Your objective: Beginning with the line that holds "Tag one spot per instance of the woman's cheek", set down each line of the data below through the very last, exactly as given, and nothing beyond that.

Records:
** Start **
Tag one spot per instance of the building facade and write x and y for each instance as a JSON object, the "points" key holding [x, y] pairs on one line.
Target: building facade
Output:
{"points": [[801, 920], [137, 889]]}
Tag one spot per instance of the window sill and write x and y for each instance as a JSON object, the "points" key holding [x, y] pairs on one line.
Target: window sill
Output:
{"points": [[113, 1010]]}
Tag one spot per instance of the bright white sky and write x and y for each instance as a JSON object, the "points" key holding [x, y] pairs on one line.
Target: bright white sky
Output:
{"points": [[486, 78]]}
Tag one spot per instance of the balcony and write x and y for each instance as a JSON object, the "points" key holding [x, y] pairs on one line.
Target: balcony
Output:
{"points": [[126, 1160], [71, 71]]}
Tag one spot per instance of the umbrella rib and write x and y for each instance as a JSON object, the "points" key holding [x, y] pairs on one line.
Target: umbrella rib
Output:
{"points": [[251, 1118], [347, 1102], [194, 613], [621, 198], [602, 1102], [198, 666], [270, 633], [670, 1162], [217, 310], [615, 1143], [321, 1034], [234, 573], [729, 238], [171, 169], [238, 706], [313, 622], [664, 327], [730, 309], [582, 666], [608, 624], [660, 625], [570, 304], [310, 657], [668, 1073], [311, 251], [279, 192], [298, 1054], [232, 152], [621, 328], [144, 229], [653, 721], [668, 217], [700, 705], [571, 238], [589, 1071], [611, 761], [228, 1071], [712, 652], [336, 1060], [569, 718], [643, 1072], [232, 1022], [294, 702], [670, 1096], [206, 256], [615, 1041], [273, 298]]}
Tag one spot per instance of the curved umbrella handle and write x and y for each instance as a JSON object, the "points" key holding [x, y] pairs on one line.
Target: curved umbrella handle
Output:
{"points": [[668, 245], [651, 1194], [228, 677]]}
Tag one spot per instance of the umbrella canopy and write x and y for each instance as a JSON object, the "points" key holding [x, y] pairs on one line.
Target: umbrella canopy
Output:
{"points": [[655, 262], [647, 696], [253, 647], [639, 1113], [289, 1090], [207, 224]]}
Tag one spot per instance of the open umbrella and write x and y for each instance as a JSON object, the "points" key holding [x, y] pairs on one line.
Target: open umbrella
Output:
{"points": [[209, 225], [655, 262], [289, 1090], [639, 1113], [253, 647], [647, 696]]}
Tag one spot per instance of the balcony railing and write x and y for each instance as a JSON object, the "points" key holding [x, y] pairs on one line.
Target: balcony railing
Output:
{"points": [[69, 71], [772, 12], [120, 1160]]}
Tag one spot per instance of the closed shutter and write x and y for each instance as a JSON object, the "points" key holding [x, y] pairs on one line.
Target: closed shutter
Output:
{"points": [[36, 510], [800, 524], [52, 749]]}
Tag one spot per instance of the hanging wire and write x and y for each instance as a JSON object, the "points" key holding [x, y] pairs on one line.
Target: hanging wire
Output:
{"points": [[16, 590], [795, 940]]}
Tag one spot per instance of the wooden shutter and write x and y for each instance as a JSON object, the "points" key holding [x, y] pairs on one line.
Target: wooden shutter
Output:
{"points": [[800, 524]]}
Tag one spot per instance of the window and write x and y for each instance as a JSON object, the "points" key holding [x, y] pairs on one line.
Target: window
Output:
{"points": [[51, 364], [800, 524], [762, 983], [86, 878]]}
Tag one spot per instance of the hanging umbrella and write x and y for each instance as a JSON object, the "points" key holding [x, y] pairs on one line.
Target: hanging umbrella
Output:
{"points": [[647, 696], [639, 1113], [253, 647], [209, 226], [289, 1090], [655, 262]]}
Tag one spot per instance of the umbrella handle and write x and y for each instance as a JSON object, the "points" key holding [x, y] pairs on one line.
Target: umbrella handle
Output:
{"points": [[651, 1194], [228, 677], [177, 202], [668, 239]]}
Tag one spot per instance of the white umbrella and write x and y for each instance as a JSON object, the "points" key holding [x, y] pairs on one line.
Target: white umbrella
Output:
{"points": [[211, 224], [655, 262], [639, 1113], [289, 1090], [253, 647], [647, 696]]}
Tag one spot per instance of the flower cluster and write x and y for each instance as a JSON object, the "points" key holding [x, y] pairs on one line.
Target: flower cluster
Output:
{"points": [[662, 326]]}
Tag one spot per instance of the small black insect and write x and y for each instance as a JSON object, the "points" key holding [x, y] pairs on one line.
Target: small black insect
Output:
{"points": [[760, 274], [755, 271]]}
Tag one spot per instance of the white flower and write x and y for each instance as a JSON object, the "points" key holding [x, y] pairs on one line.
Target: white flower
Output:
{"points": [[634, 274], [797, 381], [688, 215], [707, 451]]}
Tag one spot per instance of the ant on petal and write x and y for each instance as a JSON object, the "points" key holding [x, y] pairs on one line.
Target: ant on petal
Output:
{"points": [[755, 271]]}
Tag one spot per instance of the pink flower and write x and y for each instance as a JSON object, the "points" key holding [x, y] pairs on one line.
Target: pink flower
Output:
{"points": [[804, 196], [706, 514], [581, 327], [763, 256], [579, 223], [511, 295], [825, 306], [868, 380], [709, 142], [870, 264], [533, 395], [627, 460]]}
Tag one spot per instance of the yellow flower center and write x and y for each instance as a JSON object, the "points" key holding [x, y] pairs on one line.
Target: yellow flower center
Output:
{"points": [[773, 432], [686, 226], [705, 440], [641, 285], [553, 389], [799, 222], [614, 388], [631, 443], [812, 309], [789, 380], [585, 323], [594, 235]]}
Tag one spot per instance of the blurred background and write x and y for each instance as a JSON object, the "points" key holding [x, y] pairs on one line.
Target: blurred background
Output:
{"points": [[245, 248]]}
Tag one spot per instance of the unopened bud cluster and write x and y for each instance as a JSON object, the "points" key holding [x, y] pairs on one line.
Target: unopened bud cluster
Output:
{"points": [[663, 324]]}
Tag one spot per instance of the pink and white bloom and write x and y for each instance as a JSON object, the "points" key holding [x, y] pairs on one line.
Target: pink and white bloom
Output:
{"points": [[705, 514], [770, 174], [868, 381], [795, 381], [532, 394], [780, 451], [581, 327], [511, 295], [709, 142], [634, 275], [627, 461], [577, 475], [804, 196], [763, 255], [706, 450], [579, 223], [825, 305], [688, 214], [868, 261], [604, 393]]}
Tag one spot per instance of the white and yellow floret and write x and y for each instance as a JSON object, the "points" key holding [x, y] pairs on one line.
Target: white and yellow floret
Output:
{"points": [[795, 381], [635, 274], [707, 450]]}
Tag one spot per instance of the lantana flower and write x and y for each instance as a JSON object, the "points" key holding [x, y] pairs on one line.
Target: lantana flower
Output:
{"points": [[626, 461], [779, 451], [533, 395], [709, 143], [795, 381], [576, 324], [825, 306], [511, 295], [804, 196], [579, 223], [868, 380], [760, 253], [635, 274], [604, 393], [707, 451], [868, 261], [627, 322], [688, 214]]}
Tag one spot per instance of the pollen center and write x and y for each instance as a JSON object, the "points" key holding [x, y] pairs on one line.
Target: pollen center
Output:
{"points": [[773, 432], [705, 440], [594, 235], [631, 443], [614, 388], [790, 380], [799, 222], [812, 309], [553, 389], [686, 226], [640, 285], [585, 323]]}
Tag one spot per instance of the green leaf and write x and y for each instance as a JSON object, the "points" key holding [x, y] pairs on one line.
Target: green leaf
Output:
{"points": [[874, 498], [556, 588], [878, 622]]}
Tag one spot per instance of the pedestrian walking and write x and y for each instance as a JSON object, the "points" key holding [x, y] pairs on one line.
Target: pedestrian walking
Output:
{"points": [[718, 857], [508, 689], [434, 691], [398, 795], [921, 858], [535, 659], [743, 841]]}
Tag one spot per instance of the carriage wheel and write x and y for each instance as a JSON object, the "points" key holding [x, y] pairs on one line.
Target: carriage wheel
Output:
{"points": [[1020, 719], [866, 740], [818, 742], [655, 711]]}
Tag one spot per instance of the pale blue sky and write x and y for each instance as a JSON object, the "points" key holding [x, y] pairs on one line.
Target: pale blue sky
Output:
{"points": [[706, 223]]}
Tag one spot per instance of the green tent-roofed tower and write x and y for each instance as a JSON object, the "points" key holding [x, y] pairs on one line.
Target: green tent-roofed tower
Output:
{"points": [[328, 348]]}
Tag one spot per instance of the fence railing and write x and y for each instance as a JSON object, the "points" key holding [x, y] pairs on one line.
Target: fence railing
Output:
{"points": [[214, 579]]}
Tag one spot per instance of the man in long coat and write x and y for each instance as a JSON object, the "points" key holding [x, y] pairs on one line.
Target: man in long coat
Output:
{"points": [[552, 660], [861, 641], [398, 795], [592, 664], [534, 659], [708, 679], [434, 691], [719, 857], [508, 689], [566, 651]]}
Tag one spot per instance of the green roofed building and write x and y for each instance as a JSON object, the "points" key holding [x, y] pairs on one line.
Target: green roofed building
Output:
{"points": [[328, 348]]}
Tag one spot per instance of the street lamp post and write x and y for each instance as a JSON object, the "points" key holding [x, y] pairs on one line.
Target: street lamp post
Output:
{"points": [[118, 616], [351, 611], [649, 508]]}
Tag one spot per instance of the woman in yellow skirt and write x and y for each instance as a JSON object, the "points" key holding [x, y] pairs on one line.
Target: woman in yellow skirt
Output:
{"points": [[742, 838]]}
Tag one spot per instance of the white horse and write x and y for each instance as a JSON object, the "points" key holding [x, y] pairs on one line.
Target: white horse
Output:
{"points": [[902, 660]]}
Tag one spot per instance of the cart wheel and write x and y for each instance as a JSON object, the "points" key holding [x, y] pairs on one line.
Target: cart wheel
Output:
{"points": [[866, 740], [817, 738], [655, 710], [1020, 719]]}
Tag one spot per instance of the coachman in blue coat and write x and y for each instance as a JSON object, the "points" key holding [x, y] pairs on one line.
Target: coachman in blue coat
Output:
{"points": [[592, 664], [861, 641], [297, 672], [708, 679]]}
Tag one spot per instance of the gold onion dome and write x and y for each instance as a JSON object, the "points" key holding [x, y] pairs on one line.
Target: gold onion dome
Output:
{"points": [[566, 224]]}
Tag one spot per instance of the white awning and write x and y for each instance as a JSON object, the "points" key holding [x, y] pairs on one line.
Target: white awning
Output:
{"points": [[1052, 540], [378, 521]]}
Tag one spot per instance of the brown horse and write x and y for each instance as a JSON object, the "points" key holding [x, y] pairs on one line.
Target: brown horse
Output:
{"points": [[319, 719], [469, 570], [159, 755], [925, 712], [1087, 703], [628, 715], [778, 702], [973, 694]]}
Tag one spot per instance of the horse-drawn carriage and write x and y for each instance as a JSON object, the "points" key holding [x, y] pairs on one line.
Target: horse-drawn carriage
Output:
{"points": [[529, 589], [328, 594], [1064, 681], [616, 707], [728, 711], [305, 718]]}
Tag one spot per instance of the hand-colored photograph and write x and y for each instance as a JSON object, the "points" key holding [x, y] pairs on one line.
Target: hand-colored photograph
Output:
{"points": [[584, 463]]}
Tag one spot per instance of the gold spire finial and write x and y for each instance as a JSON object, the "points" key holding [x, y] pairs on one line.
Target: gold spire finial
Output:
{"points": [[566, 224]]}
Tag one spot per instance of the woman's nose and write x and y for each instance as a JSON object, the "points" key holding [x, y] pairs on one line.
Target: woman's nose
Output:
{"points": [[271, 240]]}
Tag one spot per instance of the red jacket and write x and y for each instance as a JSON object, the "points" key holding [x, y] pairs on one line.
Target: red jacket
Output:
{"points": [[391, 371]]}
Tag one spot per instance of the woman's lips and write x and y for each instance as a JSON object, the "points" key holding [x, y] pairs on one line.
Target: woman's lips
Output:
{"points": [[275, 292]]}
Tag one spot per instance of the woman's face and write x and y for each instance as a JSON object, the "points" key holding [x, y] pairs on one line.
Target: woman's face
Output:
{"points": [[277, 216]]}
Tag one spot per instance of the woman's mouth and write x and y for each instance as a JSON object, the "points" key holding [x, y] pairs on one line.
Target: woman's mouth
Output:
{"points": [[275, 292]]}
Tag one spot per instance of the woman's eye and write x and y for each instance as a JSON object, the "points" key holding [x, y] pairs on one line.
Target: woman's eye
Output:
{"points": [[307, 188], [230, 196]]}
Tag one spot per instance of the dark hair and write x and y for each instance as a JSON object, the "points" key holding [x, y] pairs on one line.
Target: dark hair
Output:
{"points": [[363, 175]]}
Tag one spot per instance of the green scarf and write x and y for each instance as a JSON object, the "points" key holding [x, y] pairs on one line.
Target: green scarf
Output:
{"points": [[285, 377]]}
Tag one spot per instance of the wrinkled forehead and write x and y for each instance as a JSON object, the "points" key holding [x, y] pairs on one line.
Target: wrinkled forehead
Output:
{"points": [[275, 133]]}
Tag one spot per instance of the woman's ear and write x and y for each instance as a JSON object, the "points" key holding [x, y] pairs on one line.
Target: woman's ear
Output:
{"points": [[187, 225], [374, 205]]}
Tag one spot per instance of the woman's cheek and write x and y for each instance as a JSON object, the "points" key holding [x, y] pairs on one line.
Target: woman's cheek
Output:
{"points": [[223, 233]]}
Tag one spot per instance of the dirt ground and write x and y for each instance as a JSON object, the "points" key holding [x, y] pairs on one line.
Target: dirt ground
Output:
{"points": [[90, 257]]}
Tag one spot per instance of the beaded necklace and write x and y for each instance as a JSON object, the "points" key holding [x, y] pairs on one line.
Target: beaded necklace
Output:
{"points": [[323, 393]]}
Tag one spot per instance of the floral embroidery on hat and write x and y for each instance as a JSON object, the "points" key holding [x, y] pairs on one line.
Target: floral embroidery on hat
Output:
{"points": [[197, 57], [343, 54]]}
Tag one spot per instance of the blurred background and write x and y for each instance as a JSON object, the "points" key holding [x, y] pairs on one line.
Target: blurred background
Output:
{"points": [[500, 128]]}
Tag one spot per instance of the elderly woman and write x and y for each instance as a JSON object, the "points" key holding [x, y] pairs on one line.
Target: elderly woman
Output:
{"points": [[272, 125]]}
** End **
Correct response:
Tag one spot per instance of the woman's cheek and write x and y for each instance as a JSON object, the "points" key holding [x, y] pairs on one line.
Target: woman's cheek
Output:
{"points": [[223, 233]]}
Tag one spot per instance of the dirt ground and write x and y for each instance as a JSON object, the "points" key holding [x, y] pairs on one line.
Target: dirt ground
Output:
{"points": [[90, 257]]}
Tag one spot per instance of the beaded necklace and write x and y for each instance as a JSON object, the "points" key holding [x, y] pairs on one line.
Target: beaded necklace
Output:
{"points": [[323, 393]]}
Tag one spot per instance of the floral embroidery on hat and write x and y for each instance as a JSON object, the "points" key holding [x, y] pairs on one line.
Target: floral embroidery on hat
Output:
{"points": [[197, 57], [343, 54]]}
Tag one spot per instance of the blurred background and write x and y for each instance as a JSON object, the "points" key holding [x, y] pairs on one line.
Target: blurred background
Output:
{"points": [[500, 128]]}
Tag one spot per instance of the elderly woman and write x and y for each instance as a JSON object, the "points" key holding [x, y] pairs on one line.
Target: elderly woman
Output:
{"points": [[272, 125]]}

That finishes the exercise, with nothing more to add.